PASSAGE GIVEN -
What the Millennials are Bringing to Ayurveda with Nadya Andreeva and Alicia Diaz
What you’ll get out of tuning in
- What Millennials are bringing to the conversation
- Do the Millennials have the patience to dive deep enough to understand and digest Ayurveda?
- Personal empowerment and the ease of Millennials on the dharmic path
Links from the Conversation about Millennials
- The Code of the Extraordinary Mind: 10 Unconventional Laws to Redefine Your Life and Succeed On Your Own Terms
Nadya Andreeva is the author of the #1 Amazon best-selling book on digestive health for women Happy Belly: A Woman’s Guide to Feeling Vibrant, Light, and Balanced. Professionally trained in mindful eating, yoga, and positive psychology, Nadya helps women create a healthy relationship with food that honors their body’s unique chemistry and eliminates bloating and irregularity.

EXERCISE REQUIREMENTS -
#1 Replace "lamp post" with "street light" in the rows, across the stretch from their start through the line containing "[283,0,337,206]", and please write that stretch out again with nothing else changed and the pictures left out.
#2 Continue the page about Millennials and Ayurveda from its last sentence.
The text and the rows that follow it come from unrelated sources.

AVAILABLE DATA -
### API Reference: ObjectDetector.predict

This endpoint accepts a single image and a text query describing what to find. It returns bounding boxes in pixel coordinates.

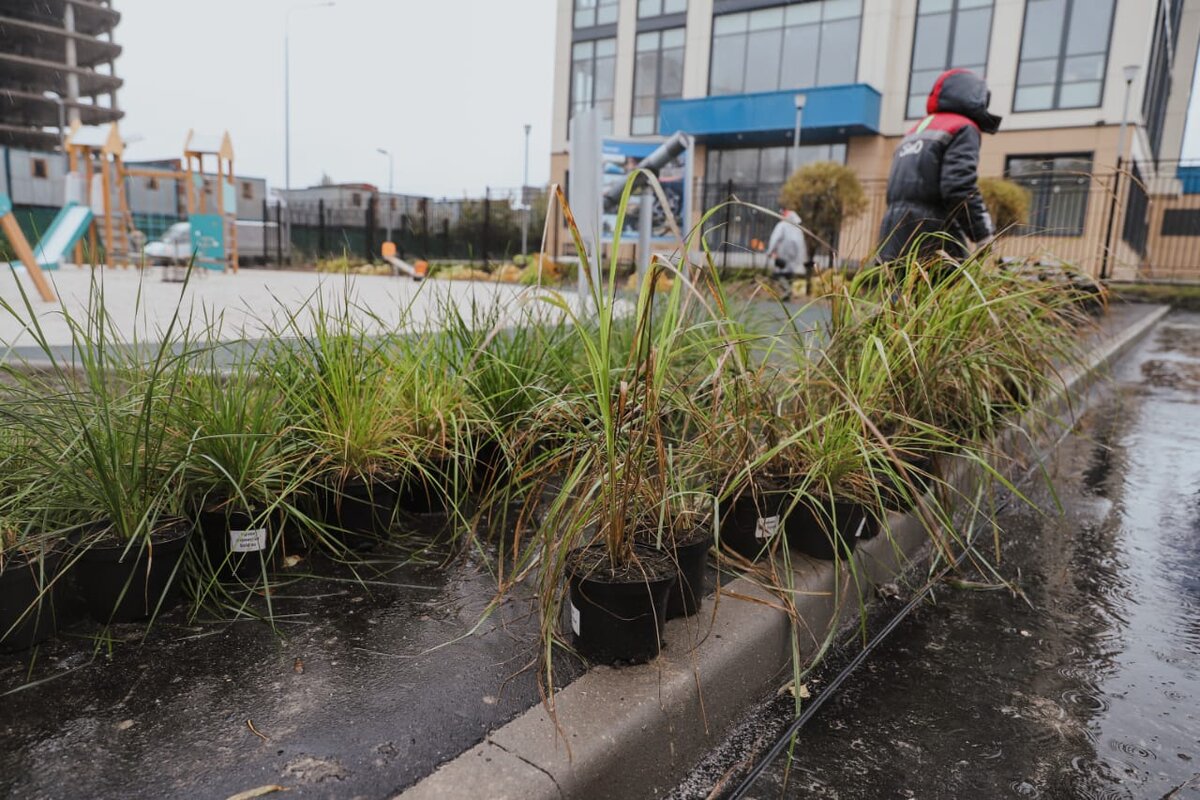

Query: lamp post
[1117,64,1140,166]
[792,95,809,172]
[376,148,396,241]
[521,125,533,255]
[283,0,337,206]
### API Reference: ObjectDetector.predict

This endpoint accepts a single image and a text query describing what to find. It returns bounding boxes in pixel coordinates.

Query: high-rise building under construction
[0,0,122,150]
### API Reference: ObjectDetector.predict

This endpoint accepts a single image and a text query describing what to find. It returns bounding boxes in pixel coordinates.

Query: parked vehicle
[142,219,289,265]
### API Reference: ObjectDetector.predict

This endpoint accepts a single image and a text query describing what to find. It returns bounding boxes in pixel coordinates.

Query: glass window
[708,0,863,95]
[704,144,846,187]
[637,0,688,19]
[907,0,992,119]
[630,28,685,136]
[1013,0,1114,112]
[575,0,619,28]
[1006,155,1092,236]
[571,38,617,133]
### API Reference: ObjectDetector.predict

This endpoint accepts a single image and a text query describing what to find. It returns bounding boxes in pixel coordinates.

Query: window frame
[707,0,864,97]
[1004,150,1096,239]
[636,0,688,19]
[629,28,688,136]
[571,0,620,30]
[566,36,618,138]
[904,0,993,120]
[1012,0,1117,114]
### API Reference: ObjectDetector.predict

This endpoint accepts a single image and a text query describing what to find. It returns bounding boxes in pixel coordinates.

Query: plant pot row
[566,531,713,664]
[568,462,945,664]
[0,519,192,652]
[0,465,463,651]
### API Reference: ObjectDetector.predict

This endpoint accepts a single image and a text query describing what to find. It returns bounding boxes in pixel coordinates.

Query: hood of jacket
[925,70,1002,133]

RESPONSES -
#1
### API Reference: ObjectDetector.predict

This endpoint accepts a single image and a text query describing what to find. It returns bounding boxes in pixel coordinates.


Query: street light
[1117,64,1140,166]
[792,95,809,172]
[376,148,396,241]
[521,125,533,255]
[283,0,337,206]

#2
Alicia Lynn Diaz, founder of the Inner Mastery Process™, has facilitated hundreds of clients to eradicate illness, dissolve emotional blocks and overcome stuckness. She is masterful at distilling, with purity, the specific source of your breakthrough in health and life.
Cate Stillman, host of this bi-weekly podcast, authored #1 Amazon best-seller: Body Thrive: Uplevel Your Body and Your Life with 10 Habits from Ayurveda and Yoga. She steers from the helm of Yogahealer.com
Conversation after the Conversation:
Thank you for an interesting chat and perspective today! Every time we connect, you bring me back to a more global interconnected view on things. I was thinking about today’s chat and while I want to believe in the vision that you have about the millenials, I don’t know if I see it everywhere.
I see the earning to feel good but I don’t always see the willingness to make a deep commitment instead of hoping to find all the answers in a 600 word article online. I hear the claims to help the world and make it a better place but sometimes it has a very fake flair and a desire to be noticed and praised.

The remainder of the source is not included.